## Work item
Before returning the data, strip out the pictures and keep everything else exactly the same.

## Dataset records
::::::::
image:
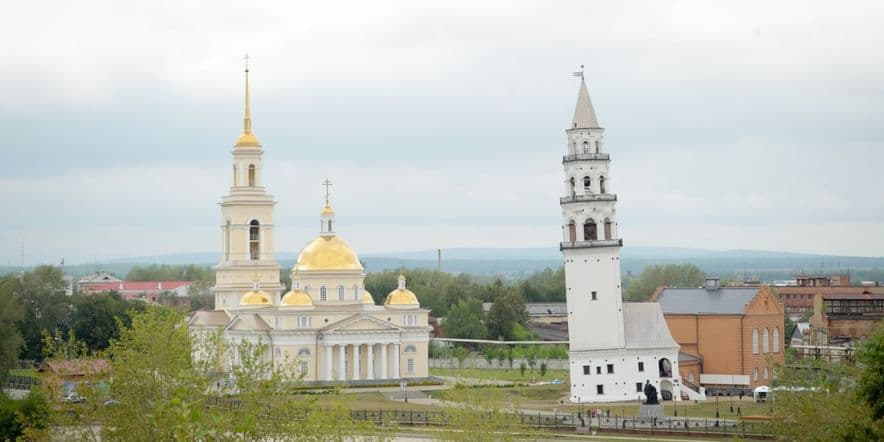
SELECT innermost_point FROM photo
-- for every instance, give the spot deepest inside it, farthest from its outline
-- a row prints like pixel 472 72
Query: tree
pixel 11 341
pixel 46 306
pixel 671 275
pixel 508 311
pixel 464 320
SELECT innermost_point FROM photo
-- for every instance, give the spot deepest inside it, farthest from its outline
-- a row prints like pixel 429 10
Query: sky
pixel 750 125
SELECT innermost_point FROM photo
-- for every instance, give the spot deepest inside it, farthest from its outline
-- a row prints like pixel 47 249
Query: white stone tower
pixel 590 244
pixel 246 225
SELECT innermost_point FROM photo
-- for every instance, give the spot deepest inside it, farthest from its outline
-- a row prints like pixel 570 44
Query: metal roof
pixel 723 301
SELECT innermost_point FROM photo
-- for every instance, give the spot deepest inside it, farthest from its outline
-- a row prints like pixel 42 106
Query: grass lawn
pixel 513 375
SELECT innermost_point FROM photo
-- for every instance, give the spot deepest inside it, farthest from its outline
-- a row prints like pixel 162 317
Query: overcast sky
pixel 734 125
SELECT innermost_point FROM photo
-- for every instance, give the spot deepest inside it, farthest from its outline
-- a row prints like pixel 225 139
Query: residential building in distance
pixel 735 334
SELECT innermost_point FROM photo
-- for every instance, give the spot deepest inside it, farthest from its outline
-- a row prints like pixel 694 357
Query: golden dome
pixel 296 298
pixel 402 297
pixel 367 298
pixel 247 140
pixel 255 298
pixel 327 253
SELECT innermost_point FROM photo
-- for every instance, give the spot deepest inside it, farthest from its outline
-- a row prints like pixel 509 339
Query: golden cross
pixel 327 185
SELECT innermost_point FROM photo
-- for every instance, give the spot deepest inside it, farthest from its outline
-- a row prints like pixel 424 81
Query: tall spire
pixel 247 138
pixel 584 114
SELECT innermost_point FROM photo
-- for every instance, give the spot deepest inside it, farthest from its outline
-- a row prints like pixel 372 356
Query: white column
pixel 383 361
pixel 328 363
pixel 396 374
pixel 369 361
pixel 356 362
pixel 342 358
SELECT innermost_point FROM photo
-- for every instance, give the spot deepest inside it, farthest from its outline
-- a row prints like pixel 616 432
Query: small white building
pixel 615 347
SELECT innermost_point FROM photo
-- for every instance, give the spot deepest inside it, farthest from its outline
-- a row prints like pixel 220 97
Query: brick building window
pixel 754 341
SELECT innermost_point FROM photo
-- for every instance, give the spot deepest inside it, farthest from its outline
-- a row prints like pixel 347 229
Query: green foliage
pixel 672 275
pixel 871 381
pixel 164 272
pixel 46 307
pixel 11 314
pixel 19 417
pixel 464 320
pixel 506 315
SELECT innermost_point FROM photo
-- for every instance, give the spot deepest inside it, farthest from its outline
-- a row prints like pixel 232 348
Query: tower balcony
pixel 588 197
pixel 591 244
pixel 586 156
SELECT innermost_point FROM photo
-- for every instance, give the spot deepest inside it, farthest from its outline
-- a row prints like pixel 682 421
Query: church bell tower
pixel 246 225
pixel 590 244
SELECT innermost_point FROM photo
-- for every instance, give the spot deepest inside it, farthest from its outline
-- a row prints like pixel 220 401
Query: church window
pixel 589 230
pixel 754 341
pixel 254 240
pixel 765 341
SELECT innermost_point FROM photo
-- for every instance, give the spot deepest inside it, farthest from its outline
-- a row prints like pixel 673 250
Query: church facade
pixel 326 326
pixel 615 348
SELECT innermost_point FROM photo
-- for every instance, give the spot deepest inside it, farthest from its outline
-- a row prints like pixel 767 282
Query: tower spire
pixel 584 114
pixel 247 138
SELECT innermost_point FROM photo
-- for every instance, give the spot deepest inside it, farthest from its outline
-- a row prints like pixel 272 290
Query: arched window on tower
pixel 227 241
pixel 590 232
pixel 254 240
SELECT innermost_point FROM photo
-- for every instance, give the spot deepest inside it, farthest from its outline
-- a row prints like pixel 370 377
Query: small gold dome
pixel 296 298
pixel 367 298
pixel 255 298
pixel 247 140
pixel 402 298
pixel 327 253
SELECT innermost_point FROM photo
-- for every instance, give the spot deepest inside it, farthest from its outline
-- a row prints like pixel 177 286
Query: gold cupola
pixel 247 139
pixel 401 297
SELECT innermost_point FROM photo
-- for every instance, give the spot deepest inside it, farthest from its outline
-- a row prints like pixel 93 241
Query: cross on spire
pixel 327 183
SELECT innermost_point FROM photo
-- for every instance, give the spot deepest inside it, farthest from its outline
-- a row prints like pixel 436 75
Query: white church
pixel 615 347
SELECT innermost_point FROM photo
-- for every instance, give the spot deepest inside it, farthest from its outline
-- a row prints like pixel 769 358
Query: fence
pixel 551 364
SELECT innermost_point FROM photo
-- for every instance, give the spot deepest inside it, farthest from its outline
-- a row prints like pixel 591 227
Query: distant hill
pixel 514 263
::::::::
## Solution
image:
SELECT innermost_point FROM photo
-- for every instance, give the spot deepest inside it, farthest from its outline
-- a row prints like pixel 472 72
Query: tree
pixel 11 341
pixel 46 306
pixel 671 275
pixel 508 311
pixel 464 320
SELECT innermost_point FROM photo
-- for every instance, give the spot deepest inside it, farthest from its outline
-- a row prints like pixel 429 10
Query: sky
pixel 750 125
SELECT innermost_point FROM photo
-- for every instance, give the spot deepest inside it, farthest from its outline
-- a row prints like pixel 47 249
Query: white stone tower
pixel 590 244
pixel 246 225
SELECT innermost_point FROM photo
-- for every instance, give the spot deepest inside it, farthest from its outline
-- a row prints like pixel 570 44
Query: metal roof
pixel 723 301
SELECT innermost_point FROM photo
-- for every instance, give the spot deepest inside it, farthest from its outline
-- a row prints like pixel 42 106
Query: grass lawn
pixel 513 375
SELECT innermost_point FROM photo
-- for every instance, give the spot deepest inside it, farthest from its outline
-- a row prints like pixel 162 317
Query: overcast sky
pixel 734 125
SELECT innermost_point FROM photo
-- for every instance, give the spot deepest inside it, farthest from its outline
-- a row prints like pixel 225 139
Query: residential building in distance
pixel 735 334
SELECT innermost_point FROM photo
-- for every instance, give the spot deepest inside it, farthest from its outline
-- a row prints like pixel 694 357
Query: golden dome
pixel 296 298
pixel 402 297
pixel 367 298
pixel 247 140
pixel 255 298
pixel 327 253
SELECT innermost_point FROM photo
-- for every instance, give the spot deepest inside it, farthest from its outline
-- a row prints like pixel 509 339
Query: golden cross
pixel 327 185
SELECT innermost_point FROM photo
-- for every instance, give the spot deepest inside it, farthest from its outline
-- a row prints like pixel 424 81
Query: tall spire
pixel 247 138
pixel 584 114
SELECT innermost_point FROM photo
-- for every instance, give the spot deepest inside it, farthest from its outline
-- a row prints like pixel 372 356
Query: white column
pixel 383 361
pixel 328 363
pixel 396 374
pixel 369 361
pixel 356 362
pixel 342 358
SELECT innermost_point FROM photo
-- for every instance, give the spot deepest inside it, farthest from its outline
-- a row prints like pixel 616 432
Query: small white building
pixel 615 347
SELECT innermost_point FROM photo
-- for every instance, give the spot deepest inside it, farthest from its outline
-- a row prints like pixel 220 97
Query: brick building window
pixel 754 341
SELECT innermost_point FROM photo
-- for every instance, give the spot deepest inside it, farthest from its outline
-- a row prints like pixel 347 229
Query: green foliage
pixel 672 275
pixel 871 381
pixel 164 272
pixel 46 307
pixel 11 314
pixel 19 417
pixel 464 320
pixel 506 315
SELECT innermost_point FROM photo
-- for every instance, give the spot deepest inside it, farthest from its outline
-- a row prints like pixel 232 348
Query: tower balcony
pixel 588 197
pixel 591 244
pixel 586 156
SELECT innermost_point FROM photo
-- for every instance, give the spot deepest inside it, farthest from its outline
-- a row prints like pixel 682 421
Query: church bell tower
pixel 246 225
pixel 590 244
SELECT innermost_point FROM photo
-- for every instance, give the spot deepest inside it, farthest from its outline
-- a row prints like pixel 220 401
Query: church window
pixel 589 230
pixel 754 341
pixel 254 240
pixel 765 341
SELECT innermost_point FROM photo
-- for every instance, give the spot deepest inside it, farthest from its outline
-- a row prints like pixel 673 250
Query: church facade
pixel 326 326
pixel 615 348
SELECT innermost_point FROM photo
-- for every instance, give the spot deepest inside it, farthest from its outline
-- a row prints like pixel 767 282
Query: tower spire
pixel 584 114
pixel 247 138
SELECT innermost_point FROM photo
-- for every instance, give the spot deepest inside it, farthest from its outline
-- a row prints like pixel 272 290
Query: arched window on tower
pixel 227 241
pixel 590 232
pixel 254 240
SELECT innermost_point FROM photo
-- for every instance, give the spot deepest inside it, farthest from its outline
-- a row prints like pixel 370 377
Query: small gold dome
pixel 296 298
pixel 367 298
pixel 255 298
pixel 247 140
pixel 402 298
pixel 327 253
SELECT innermost_point FROM photo
-- for every instance, give the spot deepest inside it, farthest from its outline
-- a row prints like pixel 177 286
Query: gold cupola
pixel 247 139
pixel 401 297
SELECT innermost_point FROM photo
-- for every instance, give the spot deepest inside it, farthest from its outline
-- a row prints like pixel 93 241
Query: cross on spire
pixel 327 183
SELECT innermost_point FROM photo
-- for every instance, give the spot deepest inside it, farthest from its outline
-- a row prints like pixel 436 75
Query: white church
pixel 615 347
SELECT innermost_point FROM photo
-- for every instance, give the spot deepest inside it, farthest from its outline
-- a row prints like pixel 769 358
Query: fence
pixel 551 364
SELECT innermost_point FROM photo
-- for every instance, give the spot deepest inside it, farthest from its outline
-- a row prints like pixel 591 227
Query: distant hill
pixel 514 263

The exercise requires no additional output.